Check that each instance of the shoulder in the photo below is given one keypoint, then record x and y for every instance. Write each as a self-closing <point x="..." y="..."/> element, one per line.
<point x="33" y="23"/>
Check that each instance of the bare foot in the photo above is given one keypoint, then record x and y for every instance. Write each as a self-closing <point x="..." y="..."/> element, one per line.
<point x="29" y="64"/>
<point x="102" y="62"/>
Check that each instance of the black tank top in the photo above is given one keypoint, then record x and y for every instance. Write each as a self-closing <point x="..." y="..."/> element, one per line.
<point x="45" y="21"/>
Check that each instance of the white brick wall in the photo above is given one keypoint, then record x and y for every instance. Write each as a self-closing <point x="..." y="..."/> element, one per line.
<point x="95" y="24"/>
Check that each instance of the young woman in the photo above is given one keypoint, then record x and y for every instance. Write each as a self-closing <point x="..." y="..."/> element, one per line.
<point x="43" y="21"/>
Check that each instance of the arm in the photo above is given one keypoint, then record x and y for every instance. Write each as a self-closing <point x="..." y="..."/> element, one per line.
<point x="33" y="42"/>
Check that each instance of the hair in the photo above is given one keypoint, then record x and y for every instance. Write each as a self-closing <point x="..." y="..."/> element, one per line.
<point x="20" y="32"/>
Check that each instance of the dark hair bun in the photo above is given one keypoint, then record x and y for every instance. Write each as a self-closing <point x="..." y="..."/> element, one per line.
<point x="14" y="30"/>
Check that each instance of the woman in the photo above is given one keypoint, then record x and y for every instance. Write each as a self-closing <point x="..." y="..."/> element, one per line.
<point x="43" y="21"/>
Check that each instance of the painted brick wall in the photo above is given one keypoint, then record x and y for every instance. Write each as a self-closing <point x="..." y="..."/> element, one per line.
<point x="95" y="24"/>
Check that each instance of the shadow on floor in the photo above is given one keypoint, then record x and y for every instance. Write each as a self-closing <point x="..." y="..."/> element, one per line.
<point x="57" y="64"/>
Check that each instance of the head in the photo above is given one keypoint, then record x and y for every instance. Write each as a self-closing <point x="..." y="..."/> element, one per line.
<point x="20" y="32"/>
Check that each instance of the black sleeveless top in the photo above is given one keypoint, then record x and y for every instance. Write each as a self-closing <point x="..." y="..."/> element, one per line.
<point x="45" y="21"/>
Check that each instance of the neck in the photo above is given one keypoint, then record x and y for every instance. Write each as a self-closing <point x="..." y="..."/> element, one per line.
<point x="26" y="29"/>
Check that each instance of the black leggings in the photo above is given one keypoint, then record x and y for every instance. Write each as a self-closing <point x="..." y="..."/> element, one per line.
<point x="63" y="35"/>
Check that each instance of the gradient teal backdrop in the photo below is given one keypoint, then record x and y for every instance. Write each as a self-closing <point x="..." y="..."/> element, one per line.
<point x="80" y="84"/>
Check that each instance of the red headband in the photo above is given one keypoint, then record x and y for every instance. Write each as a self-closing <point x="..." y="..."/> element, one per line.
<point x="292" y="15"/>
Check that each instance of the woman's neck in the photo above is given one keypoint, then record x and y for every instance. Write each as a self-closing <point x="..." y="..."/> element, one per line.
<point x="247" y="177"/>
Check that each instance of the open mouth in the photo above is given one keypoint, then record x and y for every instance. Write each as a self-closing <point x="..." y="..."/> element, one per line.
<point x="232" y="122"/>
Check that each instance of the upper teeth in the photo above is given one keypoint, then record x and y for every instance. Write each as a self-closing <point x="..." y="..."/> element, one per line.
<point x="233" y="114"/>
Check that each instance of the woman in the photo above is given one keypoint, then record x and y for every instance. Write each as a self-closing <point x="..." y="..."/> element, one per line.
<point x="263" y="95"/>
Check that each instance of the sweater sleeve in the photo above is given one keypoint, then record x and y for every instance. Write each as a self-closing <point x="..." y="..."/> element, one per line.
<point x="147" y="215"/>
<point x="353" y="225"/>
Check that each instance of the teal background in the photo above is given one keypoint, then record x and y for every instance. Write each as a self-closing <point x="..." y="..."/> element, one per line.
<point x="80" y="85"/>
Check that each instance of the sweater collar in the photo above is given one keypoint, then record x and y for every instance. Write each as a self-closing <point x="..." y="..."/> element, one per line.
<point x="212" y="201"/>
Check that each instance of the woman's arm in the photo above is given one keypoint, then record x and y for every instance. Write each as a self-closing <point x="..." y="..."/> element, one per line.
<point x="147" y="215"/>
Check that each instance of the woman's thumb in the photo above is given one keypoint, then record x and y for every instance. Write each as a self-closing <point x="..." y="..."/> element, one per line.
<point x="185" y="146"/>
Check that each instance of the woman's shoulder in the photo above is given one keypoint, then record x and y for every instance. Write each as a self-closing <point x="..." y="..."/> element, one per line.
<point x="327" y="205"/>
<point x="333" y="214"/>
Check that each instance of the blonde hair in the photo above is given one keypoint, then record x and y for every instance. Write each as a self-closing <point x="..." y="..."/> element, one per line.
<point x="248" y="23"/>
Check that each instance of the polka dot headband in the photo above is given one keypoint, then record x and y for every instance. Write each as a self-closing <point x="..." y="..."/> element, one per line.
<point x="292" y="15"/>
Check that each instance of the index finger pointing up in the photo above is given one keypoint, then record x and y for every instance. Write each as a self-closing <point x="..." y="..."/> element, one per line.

REQUIREMENTS:
Extract all the material, leaving every line as it is.

THE SOLUTION:
Check that each instance of the shoulder in the photo below is given one keypoint, then record x and y for every instance. Write each as a self-closing <point x="..." y="..."/> element, one per line.
<point x="33" y="23"/>
Check that each instance of the bare foot in the photo above is given one keypoint, then record x and y for every instance. Write each as a self-closing <point x="..." y="..."/> element, one per line.
<point x="29" y="64"/>
<point x="102" y="62"/>
Check that each instance of the black tank top in the photo above is given one keypoint, then record x and y for every instance. Write each as a self-closing <point x="..." y="..."/> element, one per line.
<point x="45" y="21"/>
Check that each instance of the white brick wall in the photo above is given one keypoint, then record x and y for every instance. Write each as a self-closing <point x="..." y="..."/> element, one per line.
<point x="95" y="24"/>
Check that each instance of the young woman in the photo above is given one keypoint, then record x and y for every instance. Write each as a self-closing <point x="..." y="..."/> element, one per line.
<point x="43" y="21"/>
Check that each instance of the arm in the photo above is given one keypoint, then record x and y for every instance. Write each as a self-closing <point x="..." y="..."/> element, one per line.
<point x="33" y="42"/>
Check that each instance of the hair in the photo above is given one keypoint, then record x and y for every instance. Write each as a self-closing <point x="..." y="..."/> element, one per line.
<point x="20" y="32"/>
Check that each instance of the dark hair bun in the photo above is given one keypoint, then record x and y for every instance. Write each as a self-closing <point x="..." y="..."/> element, one per line.
<point x="14" y="30"/>
Check that each instance of the woman in the photo above is given one keypoint, then record x and y for every instance. Write each as a self-closing <point x="..." y="..."/> element, one per line.
<point x="43" y="21"/>
Check that each instance of the painted brick wall in the photo above is given one keypoint, then record x and y for every instance. Write each as a self-closing <point x="..." y="..."/> element, one per line.
<point x="95" y="24"/>
Check that each instance of the shadow on floor in the photo above is given one keypoint, then record x and y for every instance. Write each as a self-closing <point x="..." y="..."/> element, one per line.
<point x="57" y="64"/>
Check that each instance of the head in the photo above is given one keypoint, then record x and y for every instance. Write each as a self-closing <point x="..." y="..."/> element, one per line.
<point x="20" y="32"/>
Check that each instance of the black sleeveless top in the photo above is given one keypoint, then record x and y for every instance. Write each as a self-closing <point x="..." y="..."/> element, one per line.
<point x="45" y="21"/>
Check that each instance of the neck in the photo above is given one keypoint, then record x and y for every instance. Write each as a self-closing <point x="..." y="..."/> element, one per line.
<point x="26" y="29"/>
Check that each instance of the black leggings in the photo above is given one keypoint, then record x and y for every instance. Write each as a self-closing <point x="..." y="..."/> element, one per line.
<point x="63" y="35"/>
Check that each instance of the gradient teal backdrop in the photo below is given one keypoint, then record x and y for every instance. Write each as a self-closing <point x="..." y="..."/> element, one per line.
<point x="80" y="84"/>
Check that each instance of the red headband in the photo above is given one keypoint, then record x and y for every instance. Write each as a self-closing <point x="..." y="..."/> element, one per line.
<point x="292" y="15"/>
Check that each instance of the woman's neck in the photo above is given one keypoint, then record x and y for every instance. Write each as a self-closing <point x="..." y="..."/> element, one per line.
<point x="247" y="177"/>
Check that each instance of the open mouth in the photo above is given one keypoint, then record x and y for every instance. Write each as a self-closing <point x="..." y="..."/> element, one per line.
<point x="232" y="122"/>
Check that each instance of the upper teeth in the photo above is given one keypoint, then record x and y for every instance. Write each as a self-closing <point x="..." y="..."/> element, one per line.
<point x="233" y="114"/>
Check that each instance of the woman in the photo above is given one keypoint, then record x and y for every instance. Write each as a self-closing <point x="..." y="..."/> element, one per line.
<point x="263" y="95"/>
Check that each instance of the sweater sleeve in the photo above is given one keypoint, then record x and y for every instance. Write each as a self-closing <point x="..." y="..."/> element, one per line.
<point x="147" y="215"/>
<point x="353" y="225"/>
Check that each instance of the teal background in the photo above is given one keypoint, then record x and y for every instance. Write each as a self-closing <point x="..." y="..."/> element, one per line.
<point x="80" y="85"/>
Check that each instance of the sweater collar in the photo above is given one keypoint, then record x and y for every instance. Write each as a self-closing <point x="..." y="..."/> element, one per line.
<point x="212" y="201"/>
Check that each instance of the woman's arm in the photo above is given one keypoint, then record x and y for every instance. Write each as a self-closing <point x="..." y="..."/> element, one per line.
<point x="147" y="215"/>
Check that each instance of the woman's thumb in the photo above is given one keypoint, then record x and y for every instance. Write each as a self-closing <point x="..." y="..."/> element, one per line.
<point x="185" y="146"/>
Check that each instance of the woman's shoulder in the photo above is given one keypoint, then record x and y for every instance. Write each as a self-closing <point x="..." y="..."/> element, one per line.
<point x="327" y="205"/>
<point x="333" y="214"/>
Check that each instance of the blonde hair in the photo above is given one keypoint, then record x and y for every instance. Write each as a self-closing <point x="..." y="..."/> element, one per line.
<point x="248" y="23"/>
Check that each instance of the polka dot headband in the photo above is given one keypoint, then record x and y for every instance. Write each as a self-closing <point x="..." y="..."/> element, one per line.
<point x="292" y="15"/>
Check that each instance of the index finger pointing up in the photo above is given one keypoint, then record x and y for every instance. Write each as a self-closing <point x="..." y="..."/> element, one per line.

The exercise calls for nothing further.